• **DIRECTIONS**: Reproduce the listing below word for word, with no pictures.

[Excerpts of location labeling data]
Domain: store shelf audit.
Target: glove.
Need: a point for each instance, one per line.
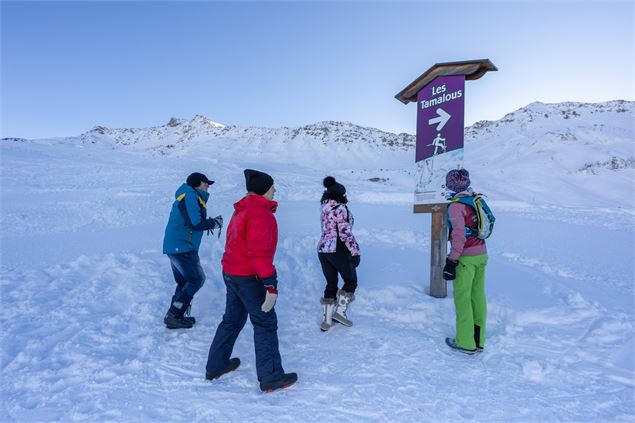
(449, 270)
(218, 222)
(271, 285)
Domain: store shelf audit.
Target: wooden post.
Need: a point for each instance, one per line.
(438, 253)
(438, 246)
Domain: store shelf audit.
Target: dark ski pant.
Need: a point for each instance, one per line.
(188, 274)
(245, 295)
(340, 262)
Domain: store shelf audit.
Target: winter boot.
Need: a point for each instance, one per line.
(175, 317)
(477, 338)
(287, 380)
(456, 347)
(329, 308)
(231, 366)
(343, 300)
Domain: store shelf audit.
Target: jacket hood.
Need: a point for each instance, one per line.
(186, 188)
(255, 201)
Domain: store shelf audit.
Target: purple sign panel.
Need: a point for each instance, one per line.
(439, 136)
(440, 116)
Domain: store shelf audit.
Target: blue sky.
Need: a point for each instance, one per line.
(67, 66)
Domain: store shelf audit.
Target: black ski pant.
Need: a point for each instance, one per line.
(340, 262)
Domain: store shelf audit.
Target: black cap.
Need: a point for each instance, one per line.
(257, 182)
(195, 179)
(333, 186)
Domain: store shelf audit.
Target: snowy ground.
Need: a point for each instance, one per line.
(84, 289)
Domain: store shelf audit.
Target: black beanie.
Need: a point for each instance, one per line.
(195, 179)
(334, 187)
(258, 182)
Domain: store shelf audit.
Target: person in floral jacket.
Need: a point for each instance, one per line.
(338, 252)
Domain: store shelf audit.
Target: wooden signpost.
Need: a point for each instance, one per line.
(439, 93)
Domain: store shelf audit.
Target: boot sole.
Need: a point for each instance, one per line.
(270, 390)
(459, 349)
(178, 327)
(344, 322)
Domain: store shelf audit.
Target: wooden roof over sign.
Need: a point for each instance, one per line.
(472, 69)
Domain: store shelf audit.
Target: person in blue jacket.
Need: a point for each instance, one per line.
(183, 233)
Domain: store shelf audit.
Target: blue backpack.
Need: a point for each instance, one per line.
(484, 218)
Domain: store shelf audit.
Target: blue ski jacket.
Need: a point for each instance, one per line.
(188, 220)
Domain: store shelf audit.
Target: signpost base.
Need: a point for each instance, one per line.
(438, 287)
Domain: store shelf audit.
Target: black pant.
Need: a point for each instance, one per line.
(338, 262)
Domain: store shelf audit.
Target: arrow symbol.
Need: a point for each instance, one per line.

• **ANSWER FOR THE TASK**:
Domain: store shelf audit.
Target: glove.
Need: a point for each instance, one per line.
(449, 270)
(218, 222)
(271, 285)
Domain: store shelf audit.
Target: wooden post.
Need: a point for each instance, one per line.
(438, 253)
(438, 246)
Domain: store shelf audit.
Target: dark ski pant.
Need: a point for each instance, one per line.
(188, 274)
(245, 295)
(340, 262)
Domain: store shelf audit.
Target: winter boot.
Need: a point for each instance, one per line.
(175, 317)
(477, 338)
(287, 380)
(456, 347)
(329, 308)
(231, 366)
(343, 300)
Domain: store shelf audit.
Target: jacket hood.
Need: a point for each instance, one per line.
(186, 188)
(255, 201)
Domain: store shelf audit.
Target: purple sign panel.
Need: a point for each instance, one per line.
(439, 136)
(440, 116)
Domain: store shelf audit.
Target: blue sky.
Need: a point for each instance, one per line.
(67, 66)
Domain: store shelf audit.
Target: black ski pant.
Need: a point for each instance, one per line.
(340, 262)
Domain: store shelf audit.
Target: black cap.
Need: a point for each instance, one per line.
(257, 182)
(195, 179)
(333, 186)
Domain: store shelf audit.
Target: snowy ground.
Need: a point for each instance, one per line.
(84, 289)
Domain: store shelf audit.
Target: black beanie.
Need: a point for each instance, one per line.
(195, 179)
(334, 187)
(258, 182)
Domain: store shelf audit.
Target: person in floral jacket.
Need: a point for each instance, one per line.
(338, 252)
Domain: store shelf audit.
Target: wooden signpost.
Need: a point for each instance, one per line.
(439, 93)
Domain: store shelf audit.
Target: boot sole.
Need: a point for each instance, one per line.
(270, 390)
(459, 349)
(178, 327)
(344, 322)
Domain: store shelf audit.
Target: wooden roof over sign.
Need: a point for each instance, one per line.
(472, 69)
Domain: store shelf audit.
Target: person in blue jacket.
Need: a point for each instance, one per line.
(183, 233)
Domain: store shelf audit.
Target: blue backpack.
Need: a point for each instance, one per line.
(484, 218)
Domain: store shelf audit.
Target: blue ski jacket.
Need: a point for each instance, one per line.
(188, 220)
Domain: store shelf audit.
Target: signpost base.
Need: a point for each instance, one per line.
(438, 287)
Domain: store shelf audit.
Target: black pant.
Need: a point for each instance, one per line.
(338, 262)
Domain: store shelf audit.
Target: arrow symbol.
Need: a point for each instance, one per line.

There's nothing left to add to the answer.